The data:

------------------------------------------------------------------------

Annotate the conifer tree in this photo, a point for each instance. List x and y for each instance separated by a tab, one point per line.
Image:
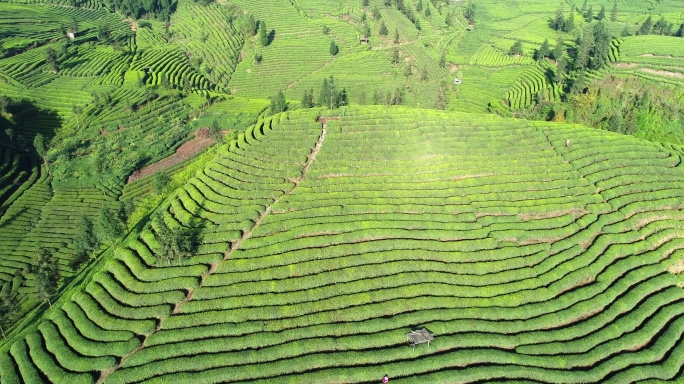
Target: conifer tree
646	27
602	13
383	29
47	274
614	12
263	35
516	48
85	242
109	226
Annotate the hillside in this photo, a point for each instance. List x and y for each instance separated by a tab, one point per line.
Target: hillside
173	209
323	244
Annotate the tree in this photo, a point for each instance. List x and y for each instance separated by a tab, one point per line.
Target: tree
558	22
9	306
646	27
589	16
586	43
263	36
395	56
569	25
85	242
328	96
278	103
215	131
602	13
41	149
342	98
160	181
248	26
104	32
662	27
516	48
558	75
469	13
601	46
174	243
614	12
108	226
383	29
559	49
680	31
47	274
307	99
51	59
544	51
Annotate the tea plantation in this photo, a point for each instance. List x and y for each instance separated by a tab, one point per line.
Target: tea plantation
323	244
505	175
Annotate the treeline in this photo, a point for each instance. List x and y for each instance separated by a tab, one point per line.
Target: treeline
159	9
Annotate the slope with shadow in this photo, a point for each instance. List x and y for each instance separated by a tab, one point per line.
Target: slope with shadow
529	259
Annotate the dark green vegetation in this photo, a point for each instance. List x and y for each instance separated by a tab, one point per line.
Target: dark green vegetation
299	250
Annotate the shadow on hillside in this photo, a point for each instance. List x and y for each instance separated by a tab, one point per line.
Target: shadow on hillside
28	119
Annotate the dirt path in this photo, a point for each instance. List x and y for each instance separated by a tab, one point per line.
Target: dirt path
185	151
663	73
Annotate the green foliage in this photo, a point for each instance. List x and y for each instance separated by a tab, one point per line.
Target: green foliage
175	243
516	48
307	99
383	29
109	226
614	12
263	35
215	131
544	51
334	49
602	13
85	242
51	59
646	27
160	9
47	274
9	307
278	103
160	180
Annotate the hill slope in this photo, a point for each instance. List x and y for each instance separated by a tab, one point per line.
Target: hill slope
323	245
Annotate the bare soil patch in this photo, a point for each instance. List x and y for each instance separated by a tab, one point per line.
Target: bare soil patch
624	65
185	151
663	73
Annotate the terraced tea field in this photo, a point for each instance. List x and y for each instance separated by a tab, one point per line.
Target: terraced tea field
323	244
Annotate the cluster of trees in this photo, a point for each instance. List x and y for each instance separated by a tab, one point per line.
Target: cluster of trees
661	27
160	9
328	97
175	243
250	27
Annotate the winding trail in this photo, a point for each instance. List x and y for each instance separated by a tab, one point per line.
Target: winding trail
214	266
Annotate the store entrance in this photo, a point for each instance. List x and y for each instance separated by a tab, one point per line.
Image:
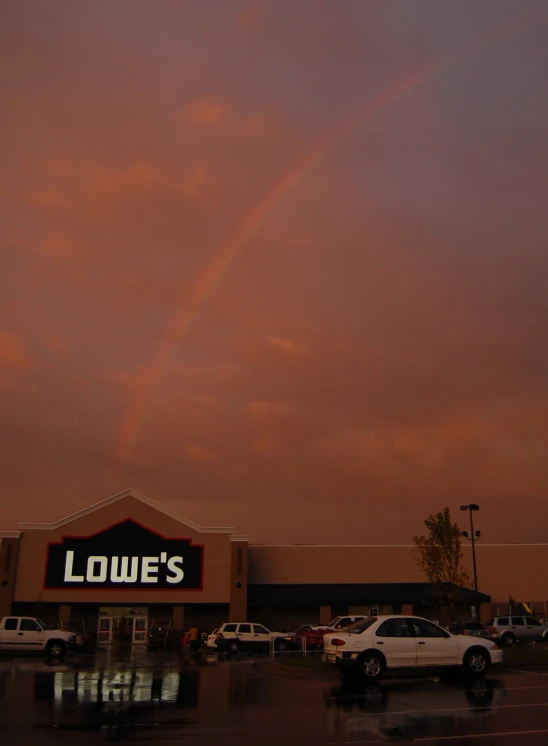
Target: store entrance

------------------------------------------------------------------------

The problem: List every line above that holds the word "entrance".

Result below:
Annotate the store entrance in this photo, a point for each instance. List x and y for each instance separated by a tab, one point per line.
Target: store entrance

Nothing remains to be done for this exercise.